======== Provided text ========
I cannot agree with this. I have an associate who is firmly business casual who wears captoes every day -- and captoes are actually more formal than wingtips.

Of course, "business casual" was never the best idea to begin with -- asking people to creatively interpret an oxymoron is just *begging* for trouble -- but that's a subject for another thread.


----------



## Mario (Oct 22, 2008)

*Wingtips are great...*

but wear them only if you can pull them off. Plus, depending on what you do, it may be faux pax to wear them. For example, I've never seen a lawyer wearing wingtips, they tend to go for tassel loafers (blech). If you're one of the two investment bankers who still has a job, only the MDs (Managing Directors) are supposed to wear wingtips in the hierarchy of things. Analysts/Associates wear loafers a lot, typically Ferragamo. Now though it may be gellies with triple-pleated khakis from GAP and a sweat-stained "wife beater" undershirt. And black socks.

If, however, you are no slave to convention, get those wingtips. They are my favorite shoes. Fratelli Rosetti make great wingtips. So do Crockett and Jones.


----------



## gnatty8 (Nov 7, 2006)

Wizard said:


> They can be hidiously ugly as seen .


hehe, you didn't look at the boot in the link I pasted did you?


----------



## Wizard (Feb 29, 2008)

gnatty8 said:


> hehe, you didn't look at the boot in the link I pasted did you?


If you are talking about the black ones with the 2" heels they look just fine (for my wife!) The burgundy ones further down may be ok (for someone else :icon_smile_big but I need a different view to be sure.


----------



## adhoc (Oct 5, 2008)

Kav said:


> Theres an old ( and unfair) saying in auto circles ' give an englishman a piece of metal and he'll do something silly with it.'
> Allen Edmonds seems intent on earning that reputation with leather punches and distressed vs antiqued leather.
> that thing looks like something a gay klingon would wear to a performance of heroic opera about kalesh.


:icon_hailthee:


----------



## Scoundrel (Oct 30, 2007)

Kav said:


> Theres an old ( and unfair) saying in auto circles ' give an englishman a piece of metal and he'll do something silly with it.'
> Allen Edmonds seems intent on earning that reputation with leather punches and distressed vs antiqued leather.
========
**Requests**.
A. Rewrite the paragraph of the wingtip forum thread that begins "but wear them only if you can pull them off" as a short bulleted list that keeps its main facts.
B. Answer these questions about the wingtip forum thread:
(i) According to the first post, which are more formal, captoes or wingtips?
(ii) Which two makers does Mario say make great wingtips?
(iii) How high are the heels on the black boots Wizard mentions?
C. Continue the forum thread on wingtip shoes from the point where it stops.
You won't need the lines that follow the thread to do this.
======== Material provided ========
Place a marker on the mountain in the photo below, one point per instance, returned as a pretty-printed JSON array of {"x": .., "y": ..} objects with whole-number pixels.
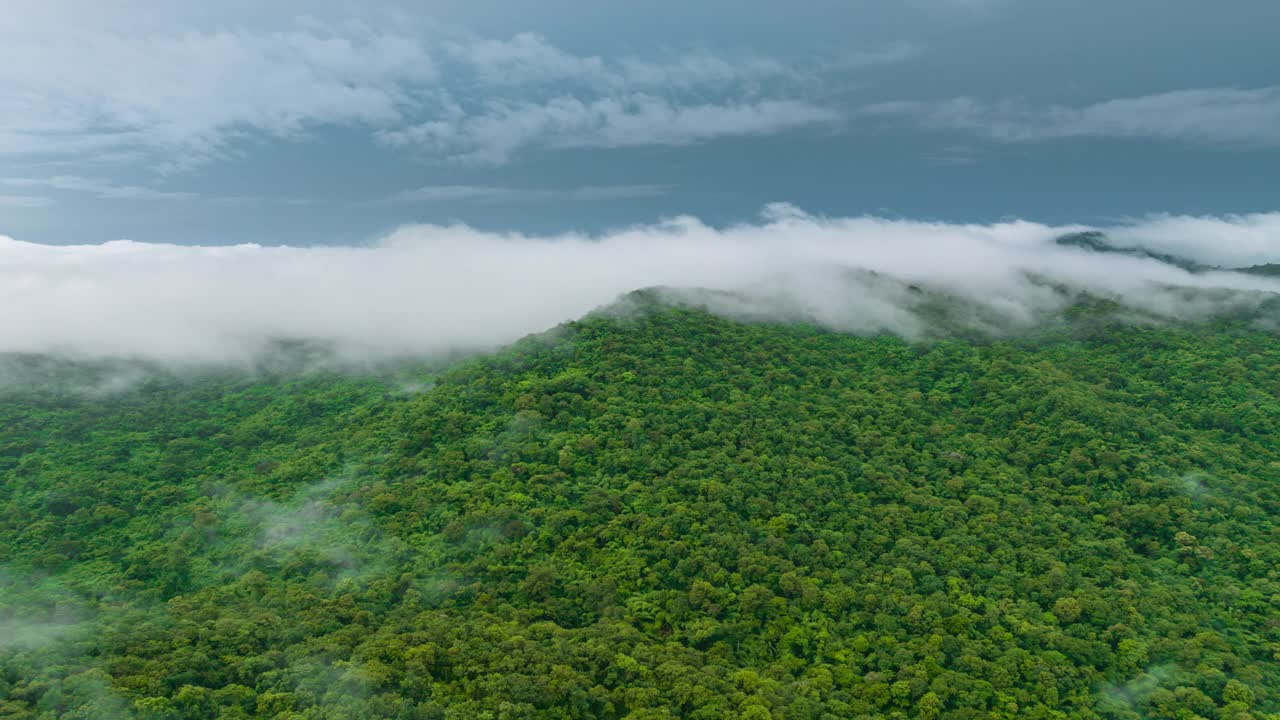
========
**Task responses**.
A.
- Wear wingtips only if you can pull them off, since in some jobs they may be a misstep.
- The writer has never seen a lawyer in wingtips. Lawyers tend to choose tassel loafers, which the writer dislikes.
- Among investment bankers, only Managing Directors are supposed to wear wingtips.
- Analysts and associates often wear loafers, typically Ferragamo.
- The writer jokes that now it may instead be gellies, triple-pleated GAP khakis, a sweat-stained "wife beater" undershirt and black socks.

B.
(i) Captoes.
(ii) Fratelli Rosetti and Crockett and Jones.
(iii) 2 inches.

C.
> that thing looks like something a gay klingon would wear to a performance of heroic opera about kalesh.


Is distressed just another word for ruined?


----------



## SimonTemplar (Feb 3, 2008)

videocrew said:


> Whether they are fashionable or not is irrelevant, however they are always "in style"


I agree. Classic style never goes out. Trends and fads are in one day/out the next. When I was younger I only wore bruno magli square toe shoes(what a mistake)/ Im now 35, and wear nothing but wingtips(at the office and casual).


----------



## Kav (Jun 19, 2005)

I 'distressed' a few ladies in my youth. They thought they were ruined, but got over it.


----------



## mrkleen (Sep 21, 2007)

jackmccullough said:


> Regardless of what some on these boards may say about "casual", wing tips will come across as too formal to go with "business casual" dress in most settings.


I was looking at a gorgeous pair of AE Bel Air Wingtips today, but had second thoughts because I dont typically wear a suit or sport coat to work.

Do you think I could get away with them with a nice pair of dress trousers and shirt (no tie or jacket), or do you consider wing tips primarily for wear with a suit / sport coat and a tie?


----------



## PJC in NoVa (Jan 23, 2005)

robb01 said:


> Im looking for a pair of shoes for every day wear at the office, im looking at getting a black and brown pair. Are wingtip shoes still fashionable for business casual wear? Thoughts?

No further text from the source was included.